昨日の続き・・・
野菜巻き串を求めて新宿三丁目までやってきたけど、空振りもいいところでイライラが募っている。
BAR「ブリューダー」さん。
ベートーベンが大好きなマスターのお店。
店名はベートーベンの交響曲第9番の歌詞「Alle Menschen werden Bruder!」から採ったもので「同士」という意味がある。
ここに集う人は皆同士だとの思いからだろう。
お店に飛び込むなり、「マスター、旨いサイドカー作って!」
マスターは、シェーカーを前後ではなく上下に振る。
最初はゆっくり、そして次第に加速していくのだが、気合のこもったそのひと振りは、まるで第九を振るフルトベングラー。
●サイドカー
貴重なアンティークグラスに注がれたサイドカーは驚くばかりの気品に満ちている。
静かに口に運びごくりと飲みこむ。
これだよ!
本物の職人の作る本物の酒。
一口飲むごとに悪かった機嫌も治ってくるのが分かる。
●チャーム
マスター独自の味付けのミックスナッツ。
これは美味い。
●ジャックローズ
アップル・ブランデー、ライム・ジュースそれにザクロの果汁を加えてシェークするが、ザクロジュースもマスター手作り。
なるほど、これは他にはない新鮮な味だ。
もうすっかり機嫌も治りマスターとの音楽談義。
先日聴いたファジル・サイのコンサートの話から、ベートーベンのピアノソナタ「悲愴」の第2楽章について語り合う。
いつの間にか悲愴の第2楽章が静かに流れている。

================================

- _作業の指示_
#1 上のページのうち、「最初はゆっくり、そして次第に」から「なるほど、これは他にはない新鮮な味だ。」までを、両端の語句も含めて一字一句違えずに書き写してください。
#2 上のページで、マスターはシェーカーをどの方向に振るか答えよ。
この後に続く記録は、ここでは一切使わない。

- _記録一覧_
================================

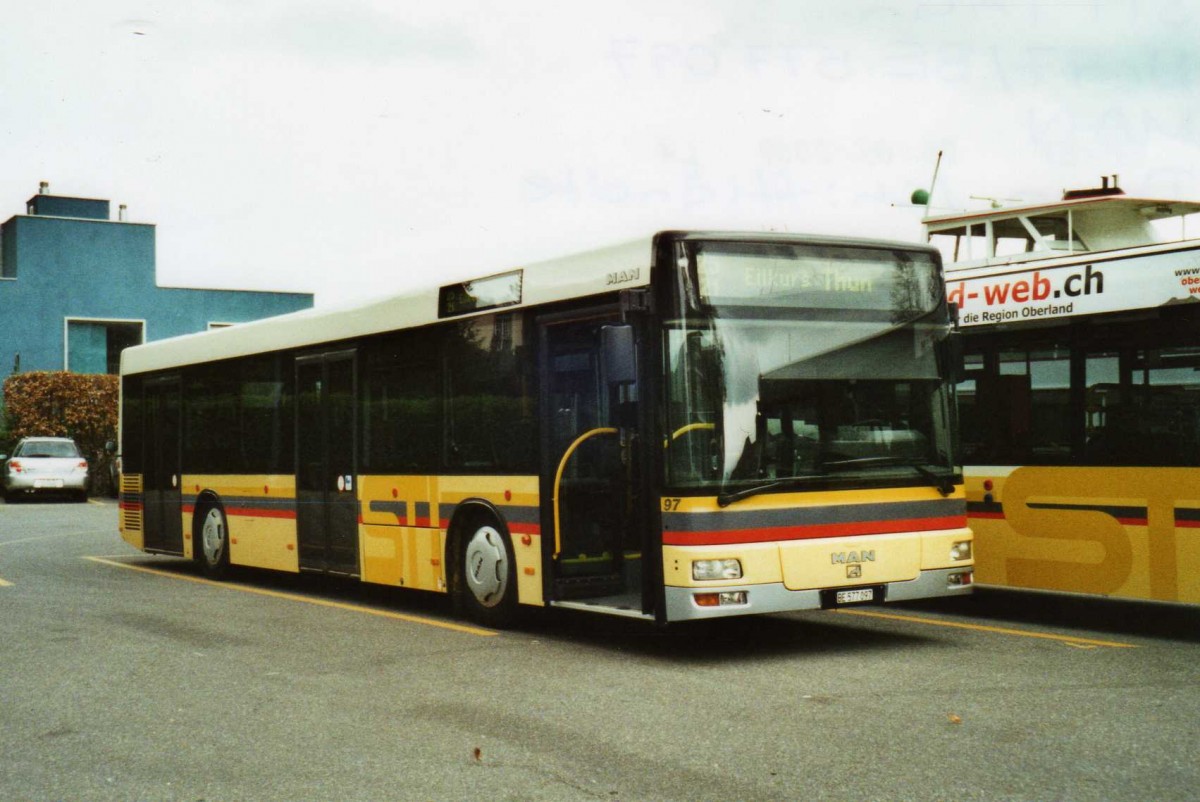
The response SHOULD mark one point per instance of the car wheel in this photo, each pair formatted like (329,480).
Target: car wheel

================================

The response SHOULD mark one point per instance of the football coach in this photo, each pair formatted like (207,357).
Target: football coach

================================

- _解答例_
#1
最初はゆっくり、そして次第に加速していくのだが、気合のこもったそのひと振りは、まるで第九を振るフルトベングラー。
●サイドカー
貴重なアンティークグラスに注がれたサイドカーは驚くばかりの気品に満ちている。
静かに口に運びごくりと飲みこむ。
これだよ!
本物の職人の作る本物の酒。
一口飲むごとに悪かった機嫌も治ってくるのが分かる。
●チャーム
マスター独自の味付けのミックスナッツ。
これは美味い。
●ジャックローズ
アップル・ブランデー、ライム・ジュースそれにザクロの果汁を加えてシェークするが、ザクロジュースもマスター手作り。
なるほど、これは他にはない新鮮な味だ。

#2 前後ではなく上下に振る。